* [WHAT THIS TASK INVOLVES]: Extend the news article on Ukraine's anti-corruption bureau law and gas prices, picking up after its final paragraph.

Most notably, the law changes the process of appointing the head the agency. Currently, it is the president that elects the director of NABU, but should the bill be passed, that power is moved to a committee of six members where three of them are elected by the Cabinet of Ministers and the other three will be chosen from international organizations.

NABU would also become a central executive body with a special status. The Cabinet of Ministers will be overseeing the work of the agency, but they will not have the power to overturn the actions of NABU. It is designed to make NABU less vulnerable against political influence.

This law is a requirement from the IMF. As was another law that would strengthen the independence of the National Bank of Ukraine, NBU, which has been the main object of discussion between Ukraine and the International Monetary Fund, IMF, since their negotiations hit rock bottom last Summer.

The law was approved by the parliament yesterday amid rumours that president Volodymyr Zelenskyy wants to fire the current governor of NBU.

Gas, gas, gas

Not only is COVID-19 at an all time high in Ukraine, but heating season is also upon us. The current surge in gas-prices have made people worry, that they will have to go through winter without enough gas to warm their houses. Secondly, there is a large fear among ordinary Ukrainians, that the bills will be too high for them to pay. Already, utility bills make up a large portion of the household budgets in Ukraine, with this winter looking to be worse.

“We face a large-scale task that, despite the gas crisis or even the gas war in Ukraine and Europe, Ukrainian consumers, at least households, budget organizations, and heating companies, are provided with gas,” said Yurij Vitrenko, the head of Naftogaz.

The parliament is also considering putting gas under price control. This idea is not exactly new, but have been opposed by the Western partners for a long time. Most notably the IMF, who has been urging Ukraine to drop that idea for a long time.

“There is – and there will be – a substantial part of the Ukrainian population who cannot cover the cost of gas, heat, hot water, and electricity. The most efficient way to support those households is to identify them and provide them with financial support through the budget so that they can pay their utility bills. This instrument for support exists in the form of the Household Utility Subsidy program. We support this program,” said  IMF Resident Representative in Ukraine, Goesta Ljungman, back in March.

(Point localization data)
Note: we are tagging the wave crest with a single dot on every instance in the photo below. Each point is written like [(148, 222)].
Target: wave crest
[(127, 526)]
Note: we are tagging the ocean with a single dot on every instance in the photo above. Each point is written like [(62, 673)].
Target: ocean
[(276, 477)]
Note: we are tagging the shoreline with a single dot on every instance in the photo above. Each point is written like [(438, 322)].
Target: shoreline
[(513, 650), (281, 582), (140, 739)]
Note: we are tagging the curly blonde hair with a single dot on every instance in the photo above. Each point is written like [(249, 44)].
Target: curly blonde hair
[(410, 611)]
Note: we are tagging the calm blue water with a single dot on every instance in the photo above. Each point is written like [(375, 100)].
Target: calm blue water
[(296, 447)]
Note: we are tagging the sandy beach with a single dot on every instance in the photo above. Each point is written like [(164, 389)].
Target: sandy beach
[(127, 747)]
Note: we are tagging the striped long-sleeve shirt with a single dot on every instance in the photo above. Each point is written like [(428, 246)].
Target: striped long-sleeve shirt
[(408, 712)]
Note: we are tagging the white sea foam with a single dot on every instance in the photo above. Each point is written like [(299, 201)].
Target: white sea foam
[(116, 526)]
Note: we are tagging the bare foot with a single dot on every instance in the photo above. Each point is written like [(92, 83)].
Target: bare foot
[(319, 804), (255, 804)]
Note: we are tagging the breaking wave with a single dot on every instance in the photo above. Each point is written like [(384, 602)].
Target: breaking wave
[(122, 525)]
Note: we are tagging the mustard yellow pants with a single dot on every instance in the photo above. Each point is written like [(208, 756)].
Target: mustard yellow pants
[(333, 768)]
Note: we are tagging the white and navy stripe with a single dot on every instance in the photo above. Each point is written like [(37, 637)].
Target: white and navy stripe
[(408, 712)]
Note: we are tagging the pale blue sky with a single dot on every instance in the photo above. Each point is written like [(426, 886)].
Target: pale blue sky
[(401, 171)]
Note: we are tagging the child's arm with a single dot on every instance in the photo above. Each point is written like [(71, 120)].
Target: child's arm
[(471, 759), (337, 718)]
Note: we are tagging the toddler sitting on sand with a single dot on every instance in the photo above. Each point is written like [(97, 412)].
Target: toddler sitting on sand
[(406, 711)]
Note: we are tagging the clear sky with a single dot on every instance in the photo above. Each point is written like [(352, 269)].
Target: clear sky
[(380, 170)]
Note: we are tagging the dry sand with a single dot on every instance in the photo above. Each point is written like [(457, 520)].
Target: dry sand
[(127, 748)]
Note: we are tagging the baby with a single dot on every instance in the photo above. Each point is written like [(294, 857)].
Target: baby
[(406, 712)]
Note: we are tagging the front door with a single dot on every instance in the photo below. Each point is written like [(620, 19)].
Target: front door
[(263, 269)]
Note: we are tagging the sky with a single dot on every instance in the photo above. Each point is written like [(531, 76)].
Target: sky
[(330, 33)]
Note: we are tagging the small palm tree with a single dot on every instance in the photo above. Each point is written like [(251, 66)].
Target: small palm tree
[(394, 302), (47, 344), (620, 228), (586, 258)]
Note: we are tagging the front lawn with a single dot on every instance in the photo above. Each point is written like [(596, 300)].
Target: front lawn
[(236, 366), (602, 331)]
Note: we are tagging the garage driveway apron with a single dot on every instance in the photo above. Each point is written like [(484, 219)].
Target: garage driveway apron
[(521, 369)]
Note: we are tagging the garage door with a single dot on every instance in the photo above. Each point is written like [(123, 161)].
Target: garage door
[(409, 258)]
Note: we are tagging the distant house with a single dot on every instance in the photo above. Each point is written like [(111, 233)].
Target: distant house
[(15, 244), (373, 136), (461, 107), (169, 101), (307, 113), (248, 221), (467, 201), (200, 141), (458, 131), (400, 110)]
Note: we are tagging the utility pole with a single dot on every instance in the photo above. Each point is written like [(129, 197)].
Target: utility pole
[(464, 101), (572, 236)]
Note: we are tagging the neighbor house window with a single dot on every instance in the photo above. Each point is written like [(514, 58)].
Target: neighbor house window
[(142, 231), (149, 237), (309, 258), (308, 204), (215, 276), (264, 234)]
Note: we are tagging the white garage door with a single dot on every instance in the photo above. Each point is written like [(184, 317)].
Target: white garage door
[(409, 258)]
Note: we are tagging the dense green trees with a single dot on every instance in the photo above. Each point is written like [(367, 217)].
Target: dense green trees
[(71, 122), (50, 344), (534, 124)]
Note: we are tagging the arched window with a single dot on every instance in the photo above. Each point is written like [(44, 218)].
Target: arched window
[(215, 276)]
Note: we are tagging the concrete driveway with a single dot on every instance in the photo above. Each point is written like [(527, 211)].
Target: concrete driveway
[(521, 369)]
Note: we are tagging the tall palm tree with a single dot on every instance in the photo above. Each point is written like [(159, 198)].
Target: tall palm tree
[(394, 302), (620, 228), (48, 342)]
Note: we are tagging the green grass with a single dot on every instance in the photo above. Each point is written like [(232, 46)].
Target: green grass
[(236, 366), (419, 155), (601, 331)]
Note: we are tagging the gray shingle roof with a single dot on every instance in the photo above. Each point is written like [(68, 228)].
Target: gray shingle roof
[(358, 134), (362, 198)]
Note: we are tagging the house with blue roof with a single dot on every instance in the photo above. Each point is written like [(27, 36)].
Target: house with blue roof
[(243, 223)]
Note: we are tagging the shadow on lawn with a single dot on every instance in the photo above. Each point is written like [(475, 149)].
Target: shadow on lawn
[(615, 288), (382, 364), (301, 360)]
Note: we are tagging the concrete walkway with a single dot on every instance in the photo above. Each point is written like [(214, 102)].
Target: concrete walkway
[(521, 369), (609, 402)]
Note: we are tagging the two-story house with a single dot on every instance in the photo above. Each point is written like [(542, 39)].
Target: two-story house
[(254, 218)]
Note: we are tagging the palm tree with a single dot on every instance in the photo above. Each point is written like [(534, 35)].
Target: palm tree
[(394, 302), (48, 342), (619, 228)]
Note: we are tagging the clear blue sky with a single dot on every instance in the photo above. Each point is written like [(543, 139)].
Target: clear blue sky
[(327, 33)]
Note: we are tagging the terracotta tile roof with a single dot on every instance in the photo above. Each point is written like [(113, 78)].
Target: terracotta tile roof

* [EXERCISE RESULT]:
No meeting with Putin in sight

The Russian President Vladimir Putin and the Ukrainian President Volodymyr Zelensky met back in 2019 but haven’t been able to set a new date for a new meeting so far. And according to the Kremlin, it is unlikely that a meeting will take place.

“No, it would be out of the question (to discuss Crimea) if the issue is raised. Discussing Crimea is clearly not possible. Therefore, this wording actually calls into question the hypothetical possibility of such a meeting,” said Kremlin Spokesman Dmitry Peskov recently, according to Tass. At the same time, also Deputy Chairman of the Security Council in Russia, Dmitry Medvedev, recently made it clear that they have no reason to meet with Ukraine.

Boost to Chernobyl

The State Property Fund of Ukraine, an agency tasked with the privatization of state assets, have found a creative way to boost economy in and around the Chernobyl zone. The property fund is now going to rent out 36 buildings in the area for as little as 11 dollars a month, hoping to raise economic activity in the area.

The Chernobyl zone is degrading, and many buildings are on the brick of collapse, threatening the possibility of future generations visiting the area. The Ukrainian government is, therefore, pushing for help with restoration, and one of the main goals is to get Chernobyl accepted to be put on the UNESCO world heritage list.

“We believe that putting Chernobyl on the UNESCO heritage list is a first and important step towards having this great place as a unique destination of interest for the whole of mankind,” said Ukrainian Culture Minister Oleksandr Tkachenko recently.